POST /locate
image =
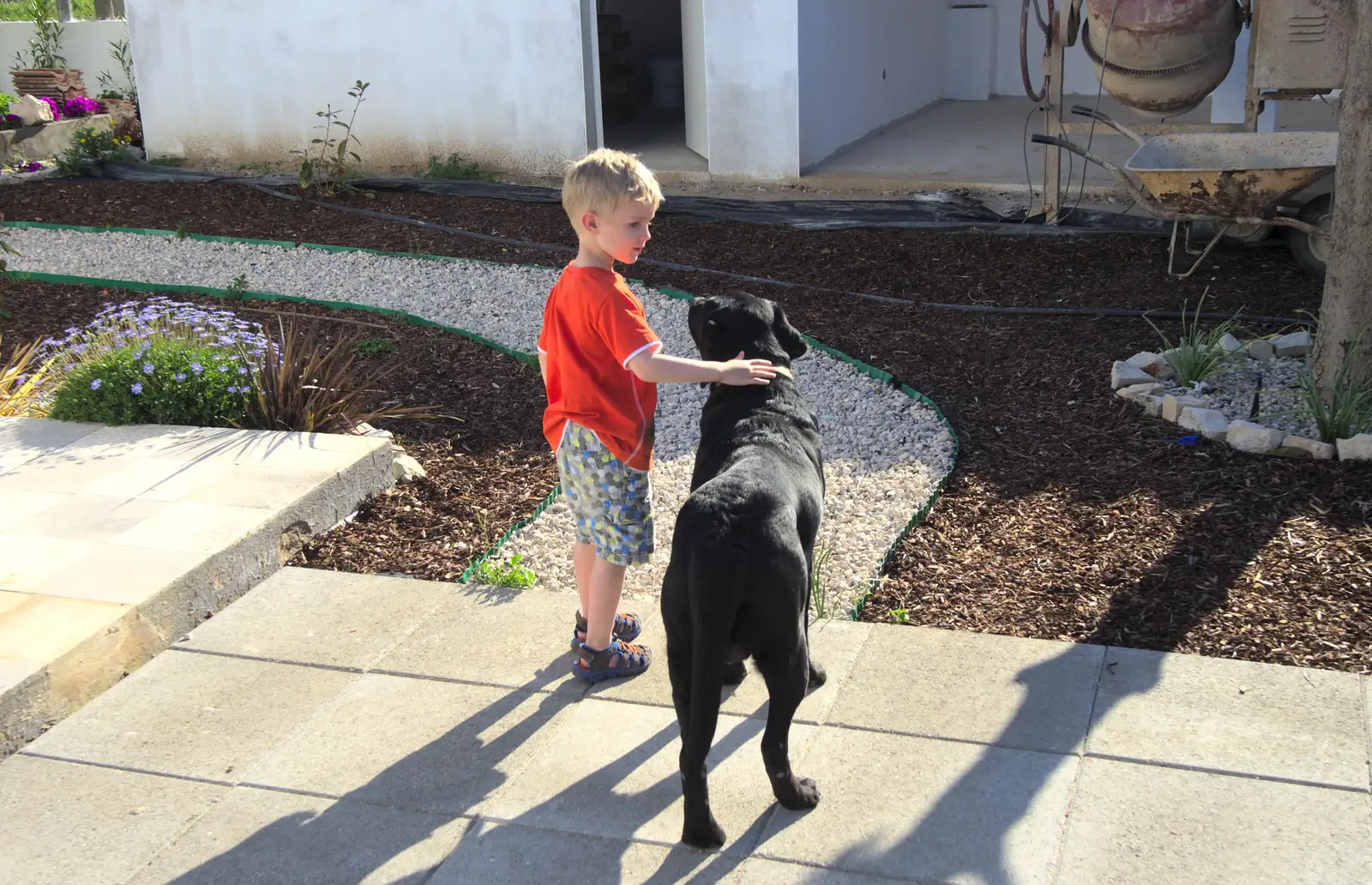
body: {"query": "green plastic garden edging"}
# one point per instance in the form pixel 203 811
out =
pixel 521 356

┄┄┄┄┄┄

Reproduce the rows above word for word, omitting the picture.

POST /locate
image =
body: {"query": "green plastic garden edging"}
# one point per instance in the form pixel 203 811
out =
pixel 521 356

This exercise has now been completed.